Saved data entries:
--

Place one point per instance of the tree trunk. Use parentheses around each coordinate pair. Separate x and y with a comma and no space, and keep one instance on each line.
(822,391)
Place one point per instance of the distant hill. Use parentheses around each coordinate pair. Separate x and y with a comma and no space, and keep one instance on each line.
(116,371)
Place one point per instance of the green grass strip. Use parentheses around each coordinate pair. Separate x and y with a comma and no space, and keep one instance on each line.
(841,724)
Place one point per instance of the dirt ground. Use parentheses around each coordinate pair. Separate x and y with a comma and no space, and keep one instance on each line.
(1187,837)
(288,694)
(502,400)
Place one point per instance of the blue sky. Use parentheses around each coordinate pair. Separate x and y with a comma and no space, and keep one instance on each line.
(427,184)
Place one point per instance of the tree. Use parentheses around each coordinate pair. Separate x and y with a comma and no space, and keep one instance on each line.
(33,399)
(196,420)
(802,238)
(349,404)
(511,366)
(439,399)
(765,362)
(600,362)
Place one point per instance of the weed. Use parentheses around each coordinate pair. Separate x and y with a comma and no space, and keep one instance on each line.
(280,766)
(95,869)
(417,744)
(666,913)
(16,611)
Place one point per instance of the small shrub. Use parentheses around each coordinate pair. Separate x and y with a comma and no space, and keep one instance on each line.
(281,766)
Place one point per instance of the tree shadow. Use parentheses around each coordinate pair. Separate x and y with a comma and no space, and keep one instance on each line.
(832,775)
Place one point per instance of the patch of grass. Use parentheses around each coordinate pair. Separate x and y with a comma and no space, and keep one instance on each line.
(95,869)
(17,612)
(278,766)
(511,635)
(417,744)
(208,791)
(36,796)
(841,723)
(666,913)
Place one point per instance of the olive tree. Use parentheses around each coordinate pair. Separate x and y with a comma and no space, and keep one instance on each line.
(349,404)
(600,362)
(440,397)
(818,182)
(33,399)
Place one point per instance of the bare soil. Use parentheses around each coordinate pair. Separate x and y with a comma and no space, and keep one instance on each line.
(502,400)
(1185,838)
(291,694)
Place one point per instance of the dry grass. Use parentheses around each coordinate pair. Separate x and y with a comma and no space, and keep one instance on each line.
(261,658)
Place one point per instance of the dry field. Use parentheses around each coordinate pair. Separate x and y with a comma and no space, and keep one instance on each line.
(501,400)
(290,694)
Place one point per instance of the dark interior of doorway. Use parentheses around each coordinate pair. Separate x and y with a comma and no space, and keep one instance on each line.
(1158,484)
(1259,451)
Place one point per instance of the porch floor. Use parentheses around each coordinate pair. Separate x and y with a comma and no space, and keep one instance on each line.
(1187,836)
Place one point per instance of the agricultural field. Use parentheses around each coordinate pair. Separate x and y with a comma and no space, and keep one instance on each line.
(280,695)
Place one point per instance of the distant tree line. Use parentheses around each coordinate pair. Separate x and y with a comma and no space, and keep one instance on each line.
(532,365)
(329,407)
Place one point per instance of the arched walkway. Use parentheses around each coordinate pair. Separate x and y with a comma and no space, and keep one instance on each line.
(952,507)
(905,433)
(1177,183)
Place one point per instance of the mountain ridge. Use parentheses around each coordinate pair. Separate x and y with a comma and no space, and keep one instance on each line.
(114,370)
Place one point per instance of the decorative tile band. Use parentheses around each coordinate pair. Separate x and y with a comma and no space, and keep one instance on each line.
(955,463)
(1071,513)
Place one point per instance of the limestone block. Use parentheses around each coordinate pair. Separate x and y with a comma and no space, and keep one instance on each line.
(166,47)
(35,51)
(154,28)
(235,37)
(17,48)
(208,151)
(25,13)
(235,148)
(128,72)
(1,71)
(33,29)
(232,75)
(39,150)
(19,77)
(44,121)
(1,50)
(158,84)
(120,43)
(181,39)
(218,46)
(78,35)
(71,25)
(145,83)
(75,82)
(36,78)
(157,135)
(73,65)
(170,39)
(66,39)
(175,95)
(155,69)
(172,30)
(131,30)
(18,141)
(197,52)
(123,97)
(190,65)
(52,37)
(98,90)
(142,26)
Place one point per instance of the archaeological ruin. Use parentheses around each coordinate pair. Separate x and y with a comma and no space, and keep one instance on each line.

--

- [THE EXERCISE]:
Extract the data in full. Keep it word for word.

- [TASK RESPONSE]:
Place one point per instance of the tree trunk. Use parentheses around each coordinate pair. Separate x and y with a comma and no space, and keep one instance on each line.
(822,391)
Place one point per instance of the distant hill. Use parentheses around each coordinate pair. Separate x and y with a comma and no space, and keep one instance on each line.
(116,371)
Place one point per instance of the green grass strip. Use parentheses around each coordinate pair. Separate x and y with a comma and no space, and keep one instance on each line.
(841,724)
Place one point per instance of the dirt ground. Use parentheses around each coordinate pair. Separate x and y with a comma and no space, and keep one instance on each line.
(1187,837)
(288,694)
(502,400)
Place one point per instance of the blue sky. Use parentheses around each coordinate pair. Separate x and y with a comma and no space, and keep one instance on each line.
(427,184)
Place one point per instance of the tree. Use parentheses around each coordinate pair. Separate x and y with a comma and no space, and keep one instance on each line.
(33,399)
(196,420)
(802,238)
(349,404)
(511,366)
(439,399)
(765,362)
(600,362)
Place one point per instance of the weed. Use parentheses around each coordinate pair. Separate x and y with a comma and no space, and keep one instance on each line.
(280,766)
(95,869)
(417,744)
(666,913)
(16,611)
Place one point per instance of the small shrub. Use parentheses around each coordinate pair. Separate x and y with a comma and no space, and keep one instance on each line.
(281,766)
Place one point per instance of the tree shadow. Use parentheses around each coordinate pair. Separate x and y with a comma and no space, and keep one instance on each line.
(832,775)
Place one point per instance of the patch of grass. Use parentheses around each coordinate pair. Separate x and y with a comma and no space, and keep one instance on each line.
(95,869)
(17,612)
(278,766)
(511,635)
(417,744)
(208,791)
(36,796)
(841,723)
(666,913)
Place one point per instance of the olive tree. Use parentheses around each coordinate pair. Separate x and y with a comma and no space, and keep one instance on each line.
(349,404)
(600,362)
(440,397)
(818,182)
(33,399)
Place one point per instance of the bare soil. Use parentheses around each coordinate pair. Separate x and y with a comma and no space, and keep one instance on each line.
(502,400)
(1185,838)
(291,694)
Place one point per instance of the dry grass. Use parentheses around each coordinate pair. Separate x and y with a comma and no space, and keep one instance on each line.
(261,658)
Place one point per instance of the dry field. Use parentheses around each coordinate pair. Separate x and y with a comma and no space, and keep one instance on each line.
(501,400)
(290,694)
Place one point per instance of the dark interior of doorway. Use parentheses around each coordinate pair. Separate x and y with a comma and no space, and keep one instance on each line.
(1158,484)
(1259,451)
Place one point per instance of the porch floor. Use parentheses around each coordinate pair. Separate x and y with a comma and no space, and keep one instance on each line.
(1187,836)
Place one point per instance of the agricultural field. Use parentheses around each coordinate pair. Separate x and y with a comma and no space, and keep one instance on each line.
(280,695)
Place one point per instance of the distant tree line. Use parentheses around each coordinate pair. Separate x and y with a comma and no space, and keep one instance on each line.
(532,365)
(329,407)
Place one point per instance of the arched walkway. Use parentheses around each coordinate pair. Separate x and y with a comma and no space, and keep one instance on each line.
(952,507)
(905,433)
(1177,183)
Place one point per instance of the mountain ridge. Use parentheses around each coordinate pair. Separate x and y with a comma and no space, and keep one instance on each line.
(114,370)
Place one point per instance of the decorative tile band. Use parentheses around each coordinate pair. Separate x and y with a comma and no space, and keep one instance on each line.
(955,463)
(1071,513)
Place one point per instance of the limestone block. Use parentheses around each coordinate pair. Separate x and y with a comma and no space, and keep one instance on each line.
(166,47)
(35,51)
(154,28)
(235,37)
(17,48)
(208,151)
(25,13)
(235,148)
(128,72)
(1,71)
(33,29)
(232,75)
(39,150)
(19,77)
(44,121)
(1,50)
(158,84)
(120,43)
(181,39)
(218,46)
(78,35)
(71,25)
(145,83)
(75,82)
(36,78)
(157,135)
(73,65)
(170,39)
(66,39)
(175,95)
(155,69)
(172,30)
(131,30)
(18,141)
(197,52)
(123,97)
(190,65)
(52,37)
(98,90)
(142,26)
Place one point per instance of the archaeological ruin. Use parentheses around each coordinate pair. Separate x and y with a comma and no space, and keep one instance on each line.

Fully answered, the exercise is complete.